### Task description
Your task is to copy the listing exactly. Drop any pictures from the copy.

### Listed records
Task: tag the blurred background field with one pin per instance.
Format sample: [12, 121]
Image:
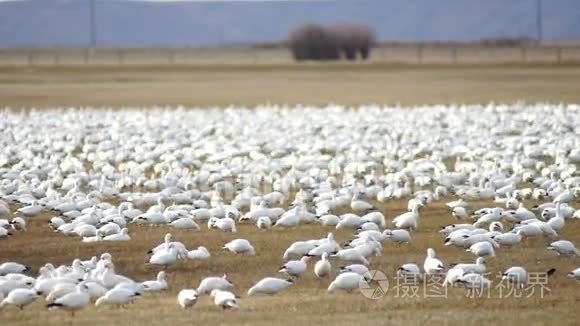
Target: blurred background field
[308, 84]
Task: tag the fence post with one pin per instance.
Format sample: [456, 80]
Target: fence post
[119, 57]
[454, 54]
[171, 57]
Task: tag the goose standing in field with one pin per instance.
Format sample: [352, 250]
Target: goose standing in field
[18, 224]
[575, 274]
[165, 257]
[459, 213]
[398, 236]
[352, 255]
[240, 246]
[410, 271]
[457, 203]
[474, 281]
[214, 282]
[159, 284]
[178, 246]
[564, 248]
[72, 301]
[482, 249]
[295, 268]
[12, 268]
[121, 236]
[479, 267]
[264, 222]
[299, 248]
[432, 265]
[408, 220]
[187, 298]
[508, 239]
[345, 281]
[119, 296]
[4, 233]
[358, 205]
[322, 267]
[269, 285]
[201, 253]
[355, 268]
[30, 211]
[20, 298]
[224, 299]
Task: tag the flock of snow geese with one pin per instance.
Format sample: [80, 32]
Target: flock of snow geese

### Reply
Task: tag the blurred background field with one pin per instance.
Format sample: [12, 121]
Image:
Target: blurred background field
[308, 84]
Task: tag the fence post with one pin per instance.
Format sample: [456, 80]
Target: fence post
[119, 57]
[454, 54]
[171, 57]
Task: tag the goose standing in field with one pin per instance.
Format sample: [352, 250]
Target: goose standing in field
[18, 224]
[575, 274]
[165, 257]
[459, 213]
[398, 236]
[352, 255]
[240, 246]
[410, 271]
[457, 203]
[474, 281]
[214, 282]
[159, 284]
[178, 246]
[564, 248]
[72, 301]
[482, 249]
[295, 268]
[12, 268]
[121, 236]
[479, 267]
[264, 222]
[299, 248]
[432, 265]
[408, 220]
[187, 298]
[508, 239]
[345, 281]
[119, 296]
[4, 233]
[358, 205]
[322, 267]
[269, 285]
[201, 253]
[355, 268]
[30, 211]
[20, 298]
[224, 299]
Task: tag the flock of snow geese with one pin per instance.
Format sample: [80, 32]
Target: flock of snow geese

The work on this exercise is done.